### What is required:
Would you retype all of these records exactly?

### Provided information:
------------------------------------------------------------

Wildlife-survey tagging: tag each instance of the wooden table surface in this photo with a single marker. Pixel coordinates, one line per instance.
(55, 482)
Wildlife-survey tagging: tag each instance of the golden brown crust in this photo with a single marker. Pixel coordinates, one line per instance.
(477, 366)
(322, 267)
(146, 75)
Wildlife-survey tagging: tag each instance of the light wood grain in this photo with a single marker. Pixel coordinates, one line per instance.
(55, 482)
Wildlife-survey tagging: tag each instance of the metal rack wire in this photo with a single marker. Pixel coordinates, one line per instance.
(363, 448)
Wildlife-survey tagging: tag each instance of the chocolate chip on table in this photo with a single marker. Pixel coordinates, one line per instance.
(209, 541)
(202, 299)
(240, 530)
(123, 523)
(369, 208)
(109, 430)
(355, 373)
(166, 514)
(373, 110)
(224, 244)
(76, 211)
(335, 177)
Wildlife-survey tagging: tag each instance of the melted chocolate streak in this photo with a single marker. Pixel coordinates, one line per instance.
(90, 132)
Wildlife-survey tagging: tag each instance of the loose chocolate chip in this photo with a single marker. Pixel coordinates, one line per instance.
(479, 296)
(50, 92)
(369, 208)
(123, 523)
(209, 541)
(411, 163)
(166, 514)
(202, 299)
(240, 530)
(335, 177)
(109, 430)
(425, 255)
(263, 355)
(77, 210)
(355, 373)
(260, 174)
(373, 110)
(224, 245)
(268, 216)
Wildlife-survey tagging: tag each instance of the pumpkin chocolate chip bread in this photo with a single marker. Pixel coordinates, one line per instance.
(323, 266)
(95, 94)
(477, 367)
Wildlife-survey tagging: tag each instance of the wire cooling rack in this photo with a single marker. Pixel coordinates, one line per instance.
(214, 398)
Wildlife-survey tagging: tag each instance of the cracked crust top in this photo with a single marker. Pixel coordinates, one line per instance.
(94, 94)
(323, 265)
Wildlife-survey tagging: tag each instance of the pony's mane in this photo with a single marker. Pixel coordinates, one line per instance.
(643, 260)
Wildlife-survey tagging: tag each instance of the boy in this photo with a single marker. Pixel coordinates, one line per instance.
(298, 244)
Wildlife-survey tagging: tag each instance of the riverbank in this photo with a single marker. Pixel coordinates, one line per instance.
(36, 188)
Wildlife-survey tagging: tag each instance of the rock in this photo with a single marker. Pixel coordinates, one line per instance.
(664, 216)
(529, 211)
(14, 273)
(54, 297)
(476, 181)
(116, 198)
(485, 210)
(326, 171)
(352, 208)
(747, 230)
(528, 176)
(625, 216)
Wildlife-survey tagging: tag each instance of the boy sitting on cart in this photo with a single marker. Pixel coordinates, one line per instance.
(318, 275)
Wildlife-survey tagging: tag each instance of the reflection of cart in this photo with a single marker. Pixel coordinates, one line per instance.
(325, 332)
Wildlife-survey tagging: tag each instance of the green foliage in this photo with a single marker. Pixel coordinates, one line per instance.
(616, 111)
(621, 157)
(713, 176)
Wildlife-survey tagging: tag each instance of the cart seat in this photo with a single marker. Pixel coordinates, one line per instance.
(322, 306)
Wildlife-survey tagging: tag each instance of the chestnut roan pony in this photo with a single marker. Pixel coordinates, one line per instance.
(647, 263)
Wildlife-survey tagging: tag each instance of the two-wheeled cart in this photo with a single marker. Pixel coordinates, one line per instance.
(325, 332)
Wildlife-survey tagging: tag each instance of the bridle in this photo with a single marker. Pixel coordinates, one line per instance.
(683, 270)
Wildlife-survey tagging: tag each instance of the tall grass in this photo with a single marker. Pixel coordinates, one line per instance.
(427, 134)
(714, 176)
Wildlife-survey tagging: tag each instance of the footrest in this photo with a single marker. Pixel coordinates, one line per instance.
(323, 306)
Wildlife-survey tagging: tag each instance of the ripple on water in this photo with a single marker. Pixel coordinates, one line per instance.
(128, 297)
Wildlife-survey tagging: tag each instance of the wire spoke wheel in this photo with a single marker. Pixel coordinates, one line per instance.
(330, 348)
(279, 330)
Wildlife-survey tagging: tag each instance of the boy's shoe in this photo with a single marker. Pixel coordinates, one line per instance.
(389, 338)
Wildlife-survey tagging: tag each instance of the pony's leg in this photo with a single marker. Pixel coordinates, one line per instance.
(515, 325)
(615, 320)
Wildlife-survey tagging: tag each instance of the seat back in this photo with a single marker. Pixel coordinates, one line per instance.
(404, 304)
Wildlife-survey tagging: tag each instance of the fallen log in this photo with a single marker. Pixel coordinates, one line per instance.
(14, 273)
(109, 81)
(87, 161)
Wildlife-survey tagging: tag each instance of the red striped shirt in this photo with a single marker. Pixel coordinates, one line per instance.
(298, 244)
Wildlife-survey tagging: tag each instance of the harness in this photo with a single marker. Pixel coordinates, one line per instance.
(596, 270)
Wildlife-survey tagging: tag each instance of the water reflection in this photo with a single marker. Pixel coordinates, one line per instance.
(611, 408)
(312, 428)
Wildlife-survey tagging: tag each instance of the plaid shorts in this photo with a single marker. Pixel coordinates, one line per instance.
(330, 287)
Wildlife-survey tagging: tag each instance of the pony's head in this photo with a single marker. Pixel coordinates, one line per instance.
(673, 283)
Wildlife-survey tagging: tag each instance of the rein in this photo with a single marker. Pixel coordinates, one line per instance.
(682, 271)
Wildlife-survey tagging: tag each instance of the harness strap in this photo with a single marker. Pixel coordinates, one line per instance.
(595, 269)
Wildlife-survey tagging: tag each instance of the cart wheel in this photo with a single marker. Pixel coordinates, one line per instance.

------------------------------------------------------------

### Response:
Wildlife-survey tagging: tag each instance of the wooden table surface in this photo with a single marker. Pixel coordinates, one line per instance.
(55, 482)
Wildlife-survey tagging: tag each instance of the golden brown crust in this photo with a single marker. Pixel coordinates, one line per instance.
(477, 366)
(322, 267)
(146, 75)
Wildlife-survey tagging: tag each instance of the light wood grain in this photo with a single marker. Pixel coordinates, one line per instance.
(55, 482)
Wildlife-survey tagging: tag each instance of the metal rack wire in this photo with a single marker. Pixel coordinates, one line per instance.
(363, 448)
Wildlife-survey tagging: tag each instance of the chocolate chip on table in this photo with a single marker. Pixel coordinates, one line per instance.
(209, 541)
(202, 299)
(240, 530)
(123, 523)
(369, 208)
(109, 430)
(355, 373)
(166, 514)
(373, 110)
(224, 244)
(76, 211)
(335, 177)
Wildlife-survey tagging: tag each instance of the melted chocolate streak in this photo with a single marker. Pixel coordinates, one line per instance.
(90, 132)
Wildlife-survey tagging: tag each instance of the loose chocolate chip in this photo with a single marker. Pixel coordinates, one line per instance.
(479, 296)
(50, 92)
(369, 208)
(123, 523)
(209, 541)
(411, 163)
(166, 514)
(202, 299)
(240, 530)
(335, 177)
(109, 430)
(425, 255)
(263, 355)
(77, 210)
(355, 373)
(260, 174)
(373, 110)
(224, 245)
(268, 216)
Wildlife-survey tagging: tag each instance of the pumpkin chocolate chip bread in this photo with a single marker. Pixel coordinates, one line per instance.
(323, 266)
(95, 94)
(477, 367)
Wildlife-survey tagging: tag each instance of the wire cooling rack in this photo with a single marker. Pixel coordinates, one line per instance.
(214, 398)
Wildlife-survey tagging: tag each instance of the cracked crust top in this photo with a single marker. Pixel coordinates, one line per instance.
(94, 94)
(323, 265)
Wildlife-survey tagging: tag each instance of the pony's mane in this photo with a single marker. Pixel coordinates, one line per instance.
(643, 260)
Wildlife-survey tagging: tag each instance of the boy in this photo with a single marker. Pixel coordinates, one line per instance.
(298, 244)
Wildlife-survey tagging: tag each instance of the riverbank in this photo with a single marker. Pixel coordinates, one line per instance.
(36, 188)
Wildlife-survey tagging: tag each instance of the rock in this photo with a single marker. Pixel coordinates, one line per instance.
(664, 216)
(529, 211)
(14, 273)
(54, 297)
(476, 181)
(116, 198)
(485, 210)
(326, 171)
(352, 208)
(747, 230)
(528, 176)
(625, 216)
Wildlife-survey tagging: tag each instance of the boy sitting on cart in this photo with a single marker. Pixel coordinates, one line per instance.
(318, 275)
Wildlife-survey tagging: tag each instance of the reflection of cart in this photo with a single marker. Pixel coordinates, one line per instance.
(325, 332)
Wildlife-survey tagging: tag each instance of the green foliage in this photo with a single marker. Pixel coordinates, one line per instance.
(616, 111)
(621, 157)
(713, 176)
Wildlife-survey tagging: tag each instance of the cart seat in this photo with a single marker. Pixel coordinates, one line per instance.
(322, 306)
Wildlife-survey tagging: tag each instance of the chestnut roan pony in this photo with a single marker. Pixel coordinates, one line per instance.
(647, 263)
Wildlife-survey tagging: tag each instance of the two-wheeled cart in this photo with a single marker. Pixel coordinates, one line per instance.
(325, 332)
Wildlife-survey tagging: tag each instance of the bridle in this photo with a single marker. Pixel coordinates, one line per instance.
(683, 270)
Wildlife-survey tagging: tag each instance of the tall grass in this photo with a single marker. Pixel coordinates, one line per instance.
(427, 134)
(714, 176)
Wildlife-survey tagging: tag each instance of the footrest in this photo with a single marker. Pixel coordinates, one line per instance.
(323, 306)
Wildlife-survey tagging: tag each instance of the ripple on water in this photo with a single marker. Pixel coordinates, one line per instance.
(128, 297)
Wildlife-survey tagging: tag each instance of the wire spoke wheel in this photo with a single marker. Pixel coordinates, one line per instance.
(330, 348)
(279, 330)
Wildlife-survey tagging: tag each instance of the boy's shoe in this photo with a single marker. Pixel coordinates, one line per instance.
(389, 338)
Wildlife-survey tagging: tag each instance of the pony's leg in this photo with a single marker. Pixel coordinates, one line per instance.
(515, 325)
(615, 320)
Wildlife-survey tagging: tag each instance of the seat back in this photo with a single marker. Pixel coordinates, one line per instance.
(404, 304)
Wildlife-survey tagging: tag each instance of the fallen log in this photo with a single marker. Pixel coordinates, one line per instance.
(14, 273)
(109, 81)
(87, 161)
Wildlife-survey tagging: tag each instance of the red striped shirt in this photo with a single marker. Pixel coordinates, one line per instance.
(298, 244)
Wildlife-survey tagging: tag each instance of the harness in this photo with a single marker. Pixel coordinates, one line per instance.
(596, 270)
Wildlife-survey tagging: tag each instance of the water reflection in this photo with a single marker. Pixel coordinates, one line per instance.
(611, 408)
(312, 428)
Wildlife-survey tagging: tag each instance of the plaid shorts in this photo with a single marker. Pixel coordinates, one line per instance.
(330, 287)
Wildlife-survey tagging: tag each instance of the pony's head in this photo with a single marker. Pixel coordinates, one line per instance.
(673, 283)
Wildlife-survey tagging: tag each instance of the rein in this photo with a single marker. Pixel coordinates, one line per instance.
(682, 271)
Wildlife-survey tagging: tag each instance of the harness strap in this photo with a single marker. Pixel coordinates, one line per instance.
(595, 269)
Wildlife-survey tagging: tag each instance of the cart wheel in this photo with a single marker. Pixel coordinates, one line per instance.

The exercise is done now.